### What this task involves:
Your task is to show every line in the listing below that includes "neighboring".

### Dataset:
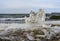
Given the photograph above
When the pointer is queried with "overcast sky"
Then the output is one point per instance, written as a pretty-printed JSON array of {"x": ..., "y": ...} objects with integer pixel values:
[{"x": 25, "y": 6}]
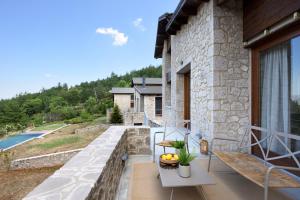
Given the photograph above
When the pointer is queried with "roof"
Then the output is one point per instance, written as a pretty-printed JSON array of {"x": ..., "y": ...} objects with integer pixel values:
[
  {"x": 148, "y": 81},
  {"x": 184, "y": 9},
  {"x": 149, "y": 89},
  {"x": 169, "y": 24},
  {"x": 162, "y": 35},
  {"x": 116, "y": 90}
]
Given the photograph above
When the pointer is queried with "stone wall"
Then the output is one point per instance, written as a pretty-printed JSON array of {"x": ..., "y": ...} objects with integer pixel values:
[
  {"x": 193, "y": 44},
  {"x": 48, "y": 160},
  {"x": 131, "y": 118},
  {"x": 91, "y": 129},
  {"x": 138, "y": 140},
  {"x": 149, "y": 108},
  {"x": 94, "y": 173},
  {"x": 211, "y": 42},
  {"x": 230, "y": 74}
]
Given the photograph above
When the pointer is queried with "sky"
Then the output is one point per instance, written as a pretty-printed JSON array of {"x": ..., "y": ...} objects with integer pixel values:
[{"x": 43, "y": 42}]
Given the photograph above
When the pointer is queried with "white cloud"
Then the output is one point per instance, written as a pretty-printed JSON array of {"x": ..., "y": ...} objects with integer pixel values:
[
  {"x": 48, "y": 75},
  {"x": 120, "y": 39},
  {"x": 138, "y": 23}
]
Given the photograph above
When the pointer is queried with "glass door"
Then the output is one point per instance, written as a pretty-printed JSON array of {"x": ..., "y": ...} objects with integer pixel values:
[{"x": 276, "y": 94}]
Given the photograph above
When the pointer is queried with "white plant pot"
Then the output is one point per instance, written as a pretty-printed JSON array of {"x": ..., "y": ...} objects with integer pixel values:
[{"x": 184, "y": 171}]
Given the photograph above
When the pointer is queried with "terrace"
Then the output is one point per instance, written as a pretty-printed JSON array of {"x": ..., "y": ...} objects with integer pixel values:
[{"x": 106, "y": 169}]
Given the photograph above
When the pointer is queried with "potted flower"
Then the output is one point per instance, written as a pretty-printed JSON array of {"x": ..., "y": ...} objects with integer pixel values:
[
  {"x": 180, "y": 144},
  {"x": 184, "y": 159}
]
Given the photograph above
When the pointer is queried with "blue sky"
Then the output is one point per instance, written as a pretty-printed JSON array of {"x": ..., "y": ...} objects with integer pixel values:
[{"x": 44, "y": 42}]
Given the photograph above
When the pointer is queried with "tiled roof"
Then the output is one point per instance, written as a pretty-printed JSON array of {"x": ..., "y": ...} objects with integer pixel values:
[
  {"x": 117, "y": 90},
  {"x": 149, "y": 89},
  {"x": 148, "y": 81}
]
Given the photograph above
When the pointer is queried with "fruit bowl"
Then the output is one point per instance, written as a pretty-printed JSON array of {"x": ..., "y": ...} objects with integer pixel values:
[{"x": 169, "y": 159}]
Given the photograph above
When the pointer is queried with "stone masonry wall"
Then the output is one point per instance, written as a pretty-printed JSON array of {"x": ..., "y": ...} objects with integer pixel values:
[
  {"x": 94, "y": 173},
  {"x": 195, "y": 42},
  {"x": 138, "y": 141},
  {"x": 212, "y": 42},
  {"x": 131, "y": 118},
  {"x": 149, "y": 108},
  {"x": 230, "y": 74},
  {"x": 166, "y": 87},
  {"x": 123, "y": 101}
]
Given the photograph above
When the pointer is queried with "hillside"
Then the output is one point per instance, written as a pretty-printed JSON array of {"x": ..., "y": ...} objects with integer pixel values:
[{"x": 79, "y": 103}]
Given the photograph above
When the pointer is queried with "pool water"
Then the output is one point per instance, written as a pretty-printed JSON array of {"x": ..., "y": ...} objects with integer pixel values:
[{"x": 14, "y": 140}]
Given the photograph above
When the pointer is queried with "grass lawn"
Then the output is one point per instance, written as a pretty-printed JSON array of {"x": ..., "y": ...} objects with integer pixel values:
[
  {"x": 17, "y": 184},
  {"x": 61, "y": 140},
  {"x": 48, "y": 127}
]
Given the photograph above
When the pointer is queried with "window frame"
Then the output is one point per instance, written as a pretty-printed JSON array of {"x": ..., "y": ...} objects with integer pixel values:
[
  {"x": 272, "y": 41},
  {"x": 158, "y": 112}
]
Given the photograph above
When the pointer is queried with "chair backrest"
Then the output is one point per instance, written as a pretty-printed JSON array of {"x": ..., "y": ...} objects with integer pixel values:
[{"x": 271, "y": 136}]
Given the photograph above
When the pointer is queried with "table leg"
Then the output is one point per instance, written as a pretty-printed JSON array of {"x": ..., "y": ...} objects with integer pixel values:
[{"x": 172, "y": 191}]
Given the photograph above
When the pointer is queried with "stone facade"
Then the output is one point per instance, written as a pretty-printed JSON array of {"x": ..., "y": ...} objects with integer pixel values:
[
  {"x": 48, "y": 160},
  {"x": 149, "y": 108},
  {"x": 138, "y": 141},
  {"x": 94, "y": 173},
  {"x": 211, "y": 43},
  {"x": 133, "y": 118},
  {"x": 123, "y": 101}
]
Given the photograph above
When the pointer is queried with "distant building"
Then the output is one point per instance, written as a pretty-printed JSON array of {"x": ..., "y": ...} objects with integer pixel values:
[
  {"x": 142, "y": 101},
  {"x": 148, "y": 97},
  {"x": 124, "y": 98}
]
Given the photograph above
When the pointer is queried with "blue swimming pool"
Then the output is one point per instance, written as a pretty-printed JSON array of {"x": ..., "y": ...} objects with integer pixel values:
[{"x": 14, "y": 140}]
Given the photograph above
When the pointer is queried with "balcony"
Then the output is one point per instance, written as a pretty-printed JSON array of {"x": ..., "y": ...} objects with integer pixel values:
[{"x": 104, "y": 170}]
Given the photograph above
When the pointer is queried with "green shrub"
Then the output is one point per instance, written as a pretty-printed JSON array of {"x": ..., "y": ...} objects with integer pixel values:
[
  {"x": 58, "y": 142},
  {"x": 76, "y": 120},
  {"x": 116, "y": 116},
  {"x": 6, "y": 158},
  {"x": 38, "y": 119},
  {"x": 185, "y": 158},
  {"x": 178, "y": 144}
]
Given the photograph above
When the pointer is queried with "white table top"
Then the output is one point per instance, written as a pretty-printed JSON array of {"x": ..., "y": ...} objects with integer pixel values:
[{"x": 199, "y": 176}]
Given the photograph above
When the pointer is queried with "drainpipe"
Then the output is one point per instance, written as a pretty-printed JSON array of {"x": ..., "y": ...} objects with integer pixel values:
[{"x": 144, "y": 81}]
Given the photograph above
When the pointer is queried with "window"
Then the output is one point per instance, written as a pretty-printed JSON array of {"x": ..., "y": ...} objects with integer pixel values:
[
  {"x": 276, "y": 92},
  {"x": 158, "y": 106},
  {"x": 132, "y": 101}
]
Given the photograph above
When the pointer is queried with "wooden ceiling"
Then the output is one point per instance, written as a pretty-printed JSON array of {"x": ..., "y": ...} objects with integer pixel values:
[{"x": 180, "y": 17}]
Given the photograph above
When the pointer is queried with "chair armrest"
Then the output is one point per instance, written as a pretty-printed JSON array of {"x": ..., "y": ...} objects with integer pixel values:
[{"x": 222, "y": 139}]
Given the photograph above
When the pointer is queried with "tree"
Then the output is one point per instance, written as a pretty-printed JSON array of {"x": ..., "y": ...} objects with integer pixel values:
[
  {"x": 123, "y": 83},
  {"x": 116, "y": 116},
  {"x": 91, "y": 105},
  {"x": 33, "y": 106}
]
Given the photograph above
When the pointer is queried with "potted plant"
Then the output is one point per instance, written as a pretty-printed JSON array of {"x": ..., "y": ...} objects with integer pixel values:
[
  {"x": 184, "y": 159},
  {"x": 180, "y": 144}
]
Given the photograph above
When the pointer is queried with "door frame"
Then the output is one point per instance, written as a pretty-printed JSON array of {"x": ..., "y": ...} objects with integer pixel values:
[
  {"x": 275, "y": 39},
  {"x": 187, "y": 96}
]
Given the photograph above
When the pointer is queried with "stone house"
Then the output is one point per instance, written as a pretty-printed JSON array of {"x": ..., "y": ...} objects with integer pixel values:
[
  {"x": 148, "y": 97},
  {"x": 123, "y": 97},
  {"x": 217, "y": 56},
  {"x": 143, "y": 98}
]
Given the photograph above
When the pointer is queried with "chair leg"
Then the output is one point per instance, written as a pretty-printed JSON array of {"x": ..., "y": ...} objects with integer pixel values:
[
  {"x": 266, "y": 193},
  {"x": 209, "y": 162}
]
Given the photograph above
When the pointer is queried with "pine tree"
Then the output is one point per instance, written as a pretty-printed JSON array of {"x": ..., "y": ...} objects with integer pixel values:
[{"x": 116, "y": 116}]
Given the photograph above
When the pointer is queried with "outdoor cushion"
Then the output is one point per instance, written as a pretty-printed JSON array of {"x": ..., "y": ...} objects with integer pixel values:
[{"x": 253, "y": 169}]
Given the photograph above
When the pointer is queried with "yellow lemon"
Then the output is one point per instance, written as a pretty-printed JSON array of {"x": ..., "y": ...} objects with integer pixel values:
[
  {"x": 169, "y": 156},
  {"x": 176, "y": 157}
]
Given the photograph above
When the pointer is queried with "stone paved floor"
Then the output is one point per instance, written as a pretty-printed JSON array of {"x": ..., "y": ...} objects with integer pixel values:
[{"x": 125, "y": 178}]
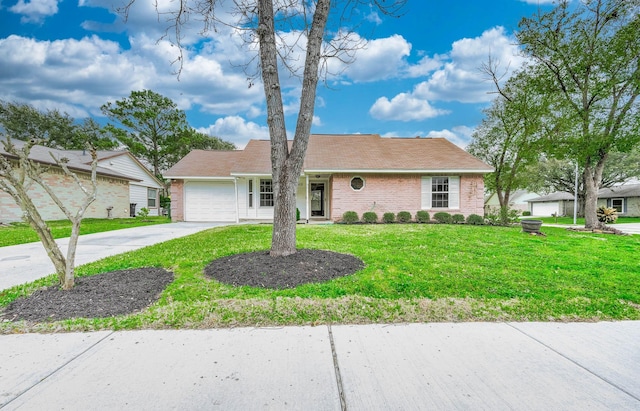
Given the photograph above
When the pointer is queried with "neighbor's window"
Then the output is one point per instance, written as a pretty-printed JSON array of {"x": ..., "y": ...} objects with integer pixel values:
[
  {"x": 152, "y": 195},
  {"x": 440, "y": 192},
  {"x": 266, "y": 193},
  {"x": 618, "y": 204},
  {"x": 357, "y": 183}
]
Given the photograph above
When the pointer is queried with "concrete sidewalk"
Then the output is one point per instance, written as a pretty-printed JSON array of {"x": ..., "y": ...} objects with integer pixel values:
[
  {"x": 25, "y": 263},
  {"x": 479, "y": 366}
]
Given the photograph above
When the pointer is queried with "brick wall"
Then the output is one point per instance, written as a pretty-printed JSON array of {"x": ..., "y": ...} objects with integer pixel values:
[
  {"x": 398, "y": 192},
  {"x": 111, "y": 193},
  {"x": 177, "y": 200}
]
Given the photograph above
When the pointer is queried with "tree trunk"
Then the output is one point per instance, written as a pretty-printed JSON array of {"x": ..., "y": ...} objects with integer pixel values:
[
  {"x": 592, "y": 180},
  {"x": 286, "y": 166}
]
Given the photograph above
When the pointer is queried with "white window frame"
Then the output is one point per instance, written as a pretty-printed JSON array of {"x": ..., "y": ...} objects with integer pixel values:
[
  {"x": 453, "y": 193},
  {"x": 150, "y": 197},
  {"x": 267, "y": 198},
  {"x": 621, "y": 199}
]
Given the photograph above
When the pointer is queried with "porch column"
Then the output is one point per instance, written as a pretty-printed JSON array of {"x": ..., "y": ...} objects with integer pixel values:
[
  {"x": 235, "y": 186},
  {"x": 308, "y": 207}
]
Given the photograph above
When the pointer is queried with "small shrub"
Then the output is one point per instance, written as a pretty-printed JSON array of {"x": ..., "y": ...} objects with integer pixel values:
[
  {"x": 457, "y": 219},
  {"x": 389, "y": 218},
  {"x": 475, "y": 219},
  {"x": 350, "y": 217},
  {"x": 607, "y": 215},
  {"x": 442, "y": 217},
  {"x": 423, "y": 216},
  {"x": 370, "y": 217},
  {"x": 404, "y": 217}
]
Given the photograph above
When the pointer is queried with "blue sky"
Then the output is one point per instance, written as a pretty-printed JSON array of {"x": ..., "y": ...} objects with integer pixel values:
[{"x": 418, "y": 75}]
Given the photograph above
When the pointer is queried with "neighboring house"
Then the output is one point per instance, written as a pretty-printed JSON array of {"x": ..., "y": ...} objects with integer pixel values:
[
  {"x": 340, "y": 173},
  {"x": 119, "y": 176},
  {"x": 144, "y": 192},
  {"x": 624, "y": 198},
  {"x": 518, "y": 200}
]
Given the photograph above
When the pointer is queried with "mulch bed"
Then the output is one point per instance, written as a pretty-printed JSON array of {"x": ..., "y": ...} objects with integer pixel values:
[
  {"x": 258, "y": 269},
  {"x": 127, "y": 291},
  {"x": 101, "y": 295}
]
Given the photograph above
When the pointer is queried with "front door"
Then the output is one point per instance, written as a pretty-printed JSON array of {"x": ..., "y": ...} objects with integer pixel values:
[{"x": 317, "y": 200}]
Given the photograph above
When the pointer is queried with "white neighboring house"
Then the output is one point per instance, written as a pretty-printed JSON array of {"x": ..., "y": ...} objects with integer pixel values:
[{"x": 143, "y": 193}]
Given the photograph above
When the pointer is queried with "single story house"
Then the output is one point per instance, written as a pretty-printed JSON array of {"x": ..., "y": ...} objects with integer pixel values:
[
  {"x": 119, "y": 176},
  {"x": 361, "y": 172},
  {"x": 625, "y": 198}
]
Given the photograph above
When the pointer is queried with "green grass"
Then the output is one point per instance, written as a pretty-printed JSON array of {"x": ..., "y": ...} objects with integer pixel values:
[
  {"x": 413, "y": 273},
  {"x": 579, "y": 221},
  {"x": 21, "y": 233}
]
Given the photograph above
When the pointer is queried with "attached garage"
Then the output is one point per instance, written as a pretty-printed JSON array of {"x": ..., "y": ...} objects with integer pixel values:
[{"x": 209, "y": 201}]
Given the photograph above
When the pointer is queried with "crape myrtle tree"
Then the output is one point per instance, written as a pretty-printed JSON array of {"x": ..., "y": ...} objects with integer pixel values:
[
  {"x": 153, "y": 128},
  {"x": 509, "y": 137},
  {"x": 317, "y": 25},
  {"x": 590, "y": 55},
  {"x": 19, "y": 173}
]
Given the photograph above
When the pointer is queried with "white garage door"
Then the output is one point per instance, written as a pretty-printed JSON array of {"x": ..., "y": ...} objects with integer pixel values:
[
  {"x": 209, "y": 201},
  {"x": 545, "y": 209}
]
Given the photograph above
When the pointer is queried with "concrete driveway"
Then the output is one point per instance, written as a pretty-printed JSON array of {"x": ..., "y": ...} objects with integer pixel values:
[{"x": 25, "y": 263}]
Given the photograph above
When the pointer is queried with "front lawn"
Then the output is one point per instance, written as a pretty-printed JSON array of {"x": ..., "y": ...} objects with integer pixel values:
[
  {"x": 579, "y": 221},
  {"x": 21, "y": 233},
  {"x": 413, "y": 273}
]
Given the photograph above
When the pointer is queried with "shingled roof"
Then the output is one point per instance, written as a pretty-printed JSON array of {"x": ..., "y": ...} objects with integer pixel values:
[
  {"x": 77, "y": 160},
  {"x": 337, "y": 153}
]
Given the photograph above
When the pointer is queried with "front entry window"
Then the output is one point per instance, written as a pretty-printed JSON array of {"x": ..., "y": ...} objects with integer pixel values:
[
  {"x": 266, "y": 193},
  {"x": 317, "y": 199}
]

### Task answer:
When the pointer is queried with "neighboring house"
When the pointer is queried with "white neighboring house"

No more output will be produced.